Excerpt to read -
##########

New Delhi: World sparrow Day is celebrated each year on the 20th of March. Nature Forever Society of India and the Eco-Sys Action foundation of France came up with the idea of the “World Sparrow Day”. The first World Sparrow Day was organised in 2010. The idea was to dedicate a day for the house sparrow in order to spread the word about its protection.
We remember the sparrow from our childhood days. They used to reside in colonies in nearly every house in the neighbourhood as well as public locations surviving on food grains and tiny worms. For many of us, the house sparrow evokes many wonderful memories. We would wake up in the morning by the sound of chirping of these birds. One could see these all around, some playing in the mud, a few flying with twigs in their beaks for making the nests in the breeding season.
It was a pleasure to observe the sparrows. Unfortunately, these birds are fast becoming extinct, and their populations are rapidly declining. There are multiple reasons for the decline in the house sparrows. The link between urbanisation and changing architecture may have played a key role in making the sighting of the house sparrow rare over the last couple of decades. The massive felling of trees to construct concrete structures, replacing the native shrubs with ornamental palm trees.

##########

Records provided -
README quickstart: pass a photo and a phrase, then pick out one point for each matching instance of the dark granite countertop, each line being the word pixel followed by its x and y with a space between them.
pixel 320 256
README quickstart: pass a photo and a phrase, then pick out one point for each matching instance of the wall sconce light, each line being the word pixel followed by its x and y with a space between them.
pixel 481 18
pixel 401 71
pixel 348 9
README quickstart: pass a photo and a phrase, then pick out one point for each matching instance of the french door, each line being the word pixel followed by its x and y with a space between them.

##########

What you will do -
A: Translate this sentence from the World Sparrow Day article into Spanish: "It was a pleasure to observe the sparrows."
B: Output the part of the World Sparrow Day article that opens with the words containing "New Delhi: World" and closes with "about its protection.".
The items are separate material from the World Sparrow Day article.

Answers -
A: Era un placer observar a los gorriones.

B:
New Delhi: World sparrow Day is celebrated each year on the 20th of March. Nature Forever Society of India and the Eco-Sys Action foundation of France came up with the idea of the “World Sparrow Day”. The first World Sparrow Day was organised in 2010. The idea was to dedicate a day for the house sparrow in order to spread the word about its protection.